::: GIVEN RECORDS :::
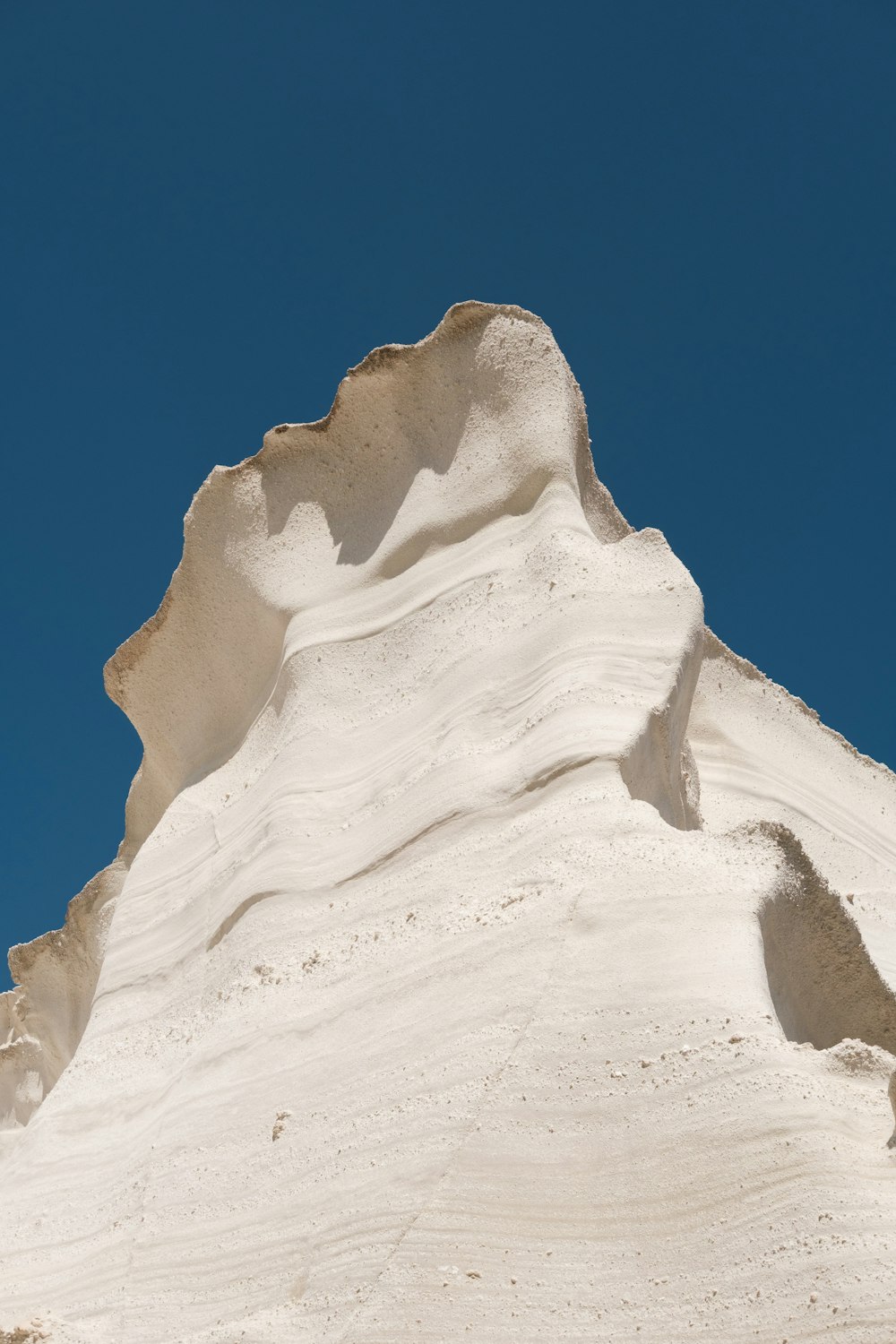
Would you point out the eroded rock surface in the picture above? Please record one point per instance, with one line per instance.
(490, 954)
:::
::: GIVEN RECORDS :::
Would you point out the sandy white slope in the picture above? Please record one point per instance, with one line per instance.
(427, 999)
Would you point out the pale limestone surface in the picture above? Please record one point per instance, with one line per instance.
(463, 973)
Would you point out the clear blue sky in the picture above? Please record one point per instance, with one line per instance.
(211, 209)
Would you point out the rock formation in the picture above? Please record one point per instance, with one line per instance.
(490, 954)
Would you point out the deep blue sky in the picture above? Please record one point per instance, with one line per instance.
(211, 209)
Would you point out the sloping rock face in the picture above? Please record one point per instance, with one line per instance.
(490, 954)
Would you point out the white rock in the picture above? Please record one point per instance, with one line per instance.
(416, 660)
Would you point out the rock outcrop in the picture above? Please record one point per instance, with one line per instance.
:::
▸ WHAT TO DO
Locate every line above that contains the word "white", and copy each of those lines in full.

▸ ANSWER BELOW
Would you point out the sandy white slope in the picture above? Please record one point per instance, with one line per instance.
Would you point out the white rock in the picture above? Please record one point per instance, with one line per instance.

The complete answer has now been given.